Exercise objective:
Copy the listing starting at the line that contains "green satin fabric." and ending at its last line, keeping every line unchanged except for the answer coordinates. Shift each of those x and y values by -112.

Records provided:
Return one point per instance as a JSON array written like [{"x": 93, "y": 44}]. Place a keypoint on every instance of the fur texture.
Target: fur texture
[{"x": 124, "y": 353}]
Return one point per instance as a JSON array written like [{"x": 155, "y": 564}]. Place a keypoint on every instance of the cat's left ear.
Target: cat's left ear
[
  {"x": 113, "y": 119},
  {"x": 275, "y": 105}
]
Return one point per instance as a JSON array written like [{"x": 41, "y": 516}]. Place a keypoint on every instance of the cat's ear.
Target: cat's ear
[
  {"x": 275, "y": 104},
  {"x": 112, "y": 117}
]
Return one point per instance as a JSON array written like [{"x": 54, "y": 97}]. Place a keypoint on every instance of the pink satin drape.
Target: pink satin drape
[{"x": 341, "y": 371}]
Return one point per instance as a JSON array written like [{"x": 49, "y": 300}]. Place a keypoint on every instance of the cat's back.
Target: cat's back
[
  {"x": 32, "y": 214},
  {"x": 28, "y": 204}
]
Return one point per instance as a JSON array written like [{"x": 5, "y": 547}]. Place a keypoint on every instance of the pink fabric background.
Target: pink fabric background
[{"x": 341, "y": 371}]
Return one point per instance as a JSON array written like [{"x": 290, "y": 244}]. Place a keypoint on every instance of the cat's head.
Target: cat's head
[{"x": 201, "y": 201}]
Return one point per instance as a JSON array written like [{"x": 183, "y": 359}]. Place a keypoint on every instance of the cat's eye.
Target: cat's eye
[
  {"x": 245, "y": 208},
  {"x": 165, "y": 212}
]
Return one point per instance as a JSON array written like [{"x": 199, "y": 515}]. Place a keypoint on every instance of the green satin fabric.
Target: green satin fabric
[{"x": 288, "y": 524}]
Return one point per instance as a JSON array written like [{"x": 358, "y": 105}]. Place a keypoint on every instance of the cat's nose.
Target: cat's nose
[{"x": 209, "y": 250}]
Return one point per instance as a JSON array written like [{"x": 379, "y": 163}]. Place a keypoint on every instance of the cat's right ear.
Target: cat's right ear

Exercise solution:
Return one point per instance as a JSON array written like [{"x": 199, "y": 515}]. Place a keypoint on every instance of the green satin fabric.
Target: green satin fabric
[{"x": 176, "y": 412}]
Return one point per instance as a JSON array written like [{"x": 358, "y": 105}]. Place a keypoint on every instance of the cat's nose.
Target: cat's nose
[{"x": 97, "y": 138}]
Return one point per instance as a JSON array written like [{"x": 379, "y": 163}]. Place a keypoint on every instance of the cat's right ear.
Target: cat's right ear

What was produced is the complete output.